[[ Supplied entries, beginning ]]

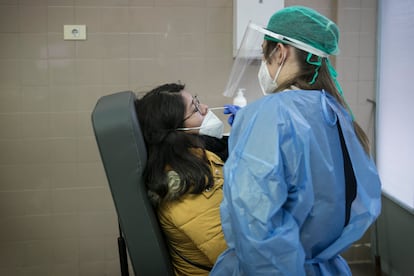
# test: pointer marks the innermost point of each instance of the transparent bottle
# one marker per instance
(240, 100)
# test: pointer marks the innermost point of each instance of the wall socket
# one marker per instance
(74, 32)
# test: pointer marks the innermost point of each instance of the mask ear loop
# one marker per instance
(317, 63)
(333, 74)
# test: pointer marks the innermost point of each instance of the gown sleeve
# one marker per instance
(261, 190)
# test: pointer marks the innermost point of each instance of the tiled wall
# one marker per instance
(56, 211)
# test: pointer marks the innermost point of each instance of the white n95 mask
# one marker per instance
(211, 126)
(267, 84)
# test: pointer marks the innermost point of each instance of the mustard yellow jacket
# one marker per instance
(192, 225)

[[ Supplied entries, end ]]

Once you find the line containing "the wall socket", copy it and every line after it through the end of the records, exactly and nothing else.

# test: pointer marks the innermost point of each instance of the wall socket
# one marker per instance
(74, 32)
# test: pointer marks the innermost point of each instance of the mask ear loop
# one marker per instance
(317, 63)
(333, 74)
# test: pointer marks the innermost point of each instance of the gown sleeve
# one marker per instance
(261, 190)
# test: pointer marks the innermost point of each instance of the tiled wall
# one marker per instance
(56, 211)
# test: pointer marks the innermost point of each instance of the white n95 mask
# one marker per instance
(211, 126)
(267, 84)
# test: pointer marks the innermost point of each instance of the mustard yellow jacket
# one marker per instance
(192, 225)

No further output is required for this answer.